━━━ Source excerpt ━━━

Bay Street News

Orbite Provides Corporate Update

MONTRÉAL, QUÉBEC–(Marketwired – May 5, 2017) – Orbite Technologies Inc. (TSX:ORT)(OTCQX:EORBF) (“Orbite” or the “Company”) today provided an additional update on its efforts to emerge from insolvency protection for the benefit of all of its stakeholders.

Amendment to the MidCap Financial Facility

On November 4, 2015, the Company entered into financing agreements with MidCap Financial (“MidCap”) granting the Company access to a credit facility by way of a revolving line of credit and term loans (the “Credit Facilities”). The Company’s obligations under the Credit Facilities stand at USD 5.9 million (excluding USD 3 million in restricted cash).
MidCap and the Company have now entered into an amendment to the Credit Facilities which essentially pushes back the Company’s obligations under the Credit Facilities into early 2018, notably as follows:

  • The release to MidCap of the USD 3 million in restricted cash, of which USD 2.5 million will be applied by MidCap in partial repayment of one of the term loans and the remaining USD 0.5 million will be applied in satisfaction of the monthly debt service payments on the Credit Facilities from April 1, 2017 up to and including the payments due and payable on January 1, 2018;
  • A moratorium on the monthly principal payments until January 1, 2018;
  • The extension to January 15, 2018 of the Company’s compliance date for the covenant to produce at least 1 tonne per day of high purity alumina during three consecutive days;
  • The extension to the end of March 2018 of the time period to meet certain financial covenants;
  • Until such time Orbite has received proceeds from additional debt or equity issuance or in-kind contributions from an equipment supplier in an aggregate amount of not less than $8 million, Orbite will share with MidCap 50% of any amounts that could be received from its insurer pursuant to its claim under its business interruption insurance policy; and thereafter Orbite will have the right to retain all such amount;
  • The forbearance by MidCap from exercising its rights and remedies with respect to the defaults that have occurred or will be occurring under the Credit Facilities as a result of the insolvency proceedings until January 1, 2018 provided that during this period (i) the Company is able to achieve a successful restructuring, or (ii) a court does not grant a motion from a third party creditor to lift the stay imposed by the Companies’ Creditors Arrangement Act (“CCAA”) proceedings and take any action for the purpose of enforcing such creditor’s rights against Orbite or its assets.

Canada Economic Development

Orbite also continued to progress discussions with its other secured creditor. Canada Economic Development has confirmed that it will not invoke any default under its loan agreements with Orbite nor modify any of the present terms of the agreements, other than to push back to 2018 any principal payments due in 2017. The major portion of the principal repayments under these agreements is scheduled to commence in 2020.

“We have progressed well on a variety of fronts. The Company is now under the protection of the CCAA with an initial stay of all proceedings until May 29, 2017. We expect the court will extend this stay until a successful restructuring has been achieved. In addition, we now have agreements in place with our major financial partners, MidCap, Investissement Québec, and Canada Economic Development that allow us to move forward in a structured fashion. On the technical front, we are working very closely with our calcination equipment supplier to address the issues in an expeditious fashion. We continue to evaluate, with all of our partners, available financial alternatives in order to allow us to emerge from protection and resume production,” stated Glenn Kelly, CEO of Orbite.

The Company will continue to provide further updates as developments occur.

━━━

▶ Directives
A – Translate this sentence from the Orbite corporate update into French: "The major portion of the principal repayments under these agreements is scheduled to commence in 2020."
B – Write out the passage of the Orbite corporate update starting with "MONTRÉAL, QUÉBEC–(Marketwired –" and going on through "of its stakeholders.", keeping every word as it appears.

━━━ Material shown ━━━

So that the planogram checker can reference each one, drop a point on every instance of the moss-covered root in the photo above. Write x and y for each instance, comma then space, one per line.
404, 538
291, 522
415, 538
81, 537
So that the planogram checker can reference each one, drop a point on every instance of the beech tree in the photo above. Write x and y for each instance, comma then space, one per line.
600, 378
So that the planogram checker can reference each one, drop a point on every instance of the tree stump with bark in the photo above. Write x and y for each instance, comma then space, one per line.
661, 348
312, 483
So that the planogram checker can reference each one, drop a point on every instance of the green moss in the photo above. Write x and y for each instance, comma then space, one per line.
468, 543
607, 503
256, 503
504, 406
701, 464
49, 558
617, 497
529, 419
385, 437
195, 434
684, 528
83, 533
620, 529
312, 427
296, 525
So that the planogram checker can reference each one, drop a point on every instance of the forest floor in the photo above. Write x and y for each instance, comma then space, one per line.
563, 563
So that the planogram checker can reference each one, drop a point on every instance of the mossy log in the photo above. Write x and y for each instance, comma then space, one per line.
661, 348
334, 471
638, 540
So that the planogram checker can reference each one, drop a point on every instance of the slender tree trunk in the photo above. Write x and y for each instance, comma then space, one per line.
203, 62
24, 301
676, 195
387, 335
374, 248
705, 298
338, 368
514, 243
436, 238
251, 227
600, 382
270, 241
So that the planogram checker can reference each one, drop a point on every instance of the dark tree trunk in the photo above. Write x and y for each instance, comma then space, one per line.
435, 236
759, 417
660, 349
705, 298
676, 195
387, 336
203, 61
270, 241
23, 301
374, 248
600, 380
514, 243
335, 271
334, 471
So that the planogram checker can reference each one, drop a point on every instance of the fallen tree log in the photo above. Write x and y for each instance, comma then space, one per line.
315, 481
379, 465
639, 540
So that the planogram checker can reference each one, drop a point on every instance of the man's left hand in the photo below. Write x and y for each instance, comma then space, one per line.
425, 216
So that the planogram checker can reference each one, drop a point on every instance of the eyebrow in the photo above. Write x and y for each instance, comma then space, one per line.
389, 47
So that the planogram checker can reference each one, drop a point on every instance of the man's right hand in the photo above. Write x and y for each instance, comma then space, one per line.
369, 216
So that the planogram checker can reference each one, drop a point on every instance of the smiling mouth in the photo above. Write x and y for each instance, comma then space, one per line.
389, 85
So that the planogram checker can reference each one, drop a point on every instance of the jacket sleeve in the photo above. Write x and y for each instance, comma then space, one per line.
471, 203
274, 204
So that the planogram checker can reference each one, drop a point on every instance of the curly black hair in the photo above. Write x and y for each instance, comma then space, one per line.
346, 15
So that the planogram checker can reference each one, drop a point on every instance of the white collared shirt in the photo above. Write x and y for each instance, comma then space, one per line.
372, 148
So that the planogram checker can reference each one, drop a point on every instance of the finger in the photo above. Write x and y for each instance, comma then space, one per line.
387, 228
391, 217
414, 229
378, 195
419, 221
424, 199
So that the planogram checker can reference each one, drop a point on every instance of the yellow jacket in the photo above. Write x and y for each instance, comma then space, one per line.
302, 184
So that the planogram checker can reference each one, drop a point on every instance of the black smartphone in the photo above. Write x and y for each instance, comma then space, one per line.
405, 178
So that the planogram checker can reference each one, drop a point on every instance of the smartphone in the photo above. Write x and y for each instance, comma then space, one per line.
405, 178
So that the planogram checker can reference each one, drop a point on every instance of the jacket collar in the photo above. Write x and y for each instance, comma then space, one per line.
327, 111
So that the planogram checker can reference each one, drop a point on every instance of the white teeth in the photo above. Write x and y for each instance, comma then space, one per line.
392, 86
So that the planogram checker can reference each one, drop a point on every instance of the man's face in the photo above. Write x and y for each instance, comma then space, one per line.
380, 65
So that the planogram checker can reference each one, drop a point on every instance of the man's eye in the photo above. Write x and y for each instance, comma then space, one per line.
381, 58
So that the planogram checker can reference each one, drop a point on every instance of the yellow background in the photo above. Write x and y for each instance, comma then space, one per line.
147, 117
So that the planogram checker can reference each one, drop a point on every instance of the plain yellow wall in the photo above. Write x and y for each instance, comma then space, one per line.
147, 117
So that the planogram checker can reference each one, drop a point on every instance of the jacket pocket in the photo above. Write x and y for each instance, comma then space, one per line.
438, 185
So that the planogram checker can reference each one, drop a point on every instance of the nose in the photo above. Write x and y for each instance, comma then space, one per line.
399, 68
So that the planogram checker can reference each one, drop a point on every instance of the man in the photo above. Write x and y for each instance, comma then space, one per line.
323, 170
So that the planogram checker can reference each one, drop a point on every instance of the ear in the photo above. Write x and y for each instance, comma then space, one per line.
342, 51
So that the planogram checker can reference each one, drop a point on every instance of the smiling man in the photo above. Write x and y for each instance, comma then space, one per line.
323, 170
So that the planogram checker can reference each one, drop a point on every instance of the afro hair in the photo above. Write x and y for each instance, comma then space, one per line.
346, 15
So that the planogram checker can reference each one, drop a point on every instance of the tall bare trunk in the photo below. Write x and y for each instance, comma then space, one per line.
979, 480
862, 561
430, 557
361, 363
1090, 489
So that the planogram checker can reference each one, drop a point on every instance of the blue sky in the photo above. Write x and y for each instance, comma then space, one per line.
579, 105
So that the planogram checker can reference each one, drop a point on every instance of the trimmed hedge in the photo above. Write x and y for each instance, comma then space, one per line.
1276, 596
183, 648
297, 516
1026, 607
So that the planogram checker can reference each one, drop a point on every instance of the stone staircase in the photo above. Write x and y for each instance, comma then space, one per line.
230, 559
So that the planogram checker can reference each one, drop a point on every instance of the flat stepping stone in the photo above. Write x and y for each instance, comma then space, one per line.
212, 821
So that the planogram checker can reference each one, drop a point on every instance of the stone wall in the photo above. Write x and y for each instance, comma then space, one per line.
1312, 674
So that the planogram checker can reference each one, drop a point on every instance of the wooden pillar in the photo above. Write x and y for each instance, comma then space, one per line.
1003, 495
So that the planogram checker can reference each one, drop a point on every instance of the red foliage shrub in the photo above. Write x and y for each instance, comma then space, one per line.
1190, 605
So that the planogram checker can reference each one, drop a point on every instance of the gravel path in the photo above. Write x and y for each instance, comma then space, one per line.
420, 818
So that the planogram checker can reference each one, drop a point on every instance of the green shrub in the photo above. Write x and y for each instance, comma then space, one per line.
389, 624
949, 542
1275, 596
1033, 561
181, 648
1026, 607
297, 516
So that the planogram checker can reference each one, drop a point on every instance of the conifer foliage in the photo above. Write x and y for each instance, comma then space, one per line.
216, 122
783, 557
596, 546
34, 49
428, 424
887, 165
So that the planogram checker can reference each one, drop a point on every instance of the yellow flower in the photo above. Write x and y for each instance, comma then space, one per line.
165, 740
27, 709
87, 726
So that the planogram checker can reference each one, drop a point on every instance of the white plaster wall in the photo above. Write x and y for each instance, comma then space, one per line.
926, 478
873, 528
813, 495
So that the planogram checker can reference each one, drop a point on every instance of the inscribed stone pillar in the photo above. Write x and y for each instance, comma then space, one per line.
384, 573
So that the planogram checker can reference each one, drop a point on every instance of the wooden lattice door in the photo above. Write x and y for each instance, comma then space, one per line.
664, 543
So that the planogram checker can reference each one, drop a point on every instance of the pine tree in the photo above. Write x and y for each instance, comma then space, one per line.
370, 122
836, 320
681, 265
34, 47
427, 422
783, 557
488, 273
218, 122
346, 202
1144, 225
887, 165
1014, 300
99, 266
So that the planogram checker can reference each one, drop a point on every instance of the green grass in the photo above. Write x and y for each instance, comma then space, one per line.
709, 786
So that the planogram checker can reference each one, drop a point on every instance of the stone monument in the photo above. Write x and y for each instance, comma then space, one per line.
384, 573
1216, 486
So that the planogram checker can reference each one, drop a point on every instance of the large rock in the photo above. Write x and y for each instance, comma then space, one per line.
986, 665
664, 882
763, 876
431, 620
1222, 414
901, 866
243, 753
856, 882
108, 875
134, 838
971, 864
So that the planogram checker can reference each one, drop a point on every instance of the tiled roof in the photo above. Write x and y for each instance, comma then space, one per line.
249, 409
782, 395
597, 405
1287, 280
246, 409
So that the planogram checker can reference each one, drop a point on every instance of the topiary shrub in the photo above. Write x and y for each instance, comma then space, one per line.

━━━

▶ Final results
A – La majeure partie des remboursements de capital prévus par ces accords doit commencer en 2020.

B –
MONTRÉAL, QUÉBEC–(Marketwired – May 5, 2017) – Orbite Technologies Inc. (TSX:ORT)(OTCQX:EORBF) (“Orbite” or the “Company”) today provided an additional update on its efforts to emerge from insolvency protection for the benefit of all of its stakeholders.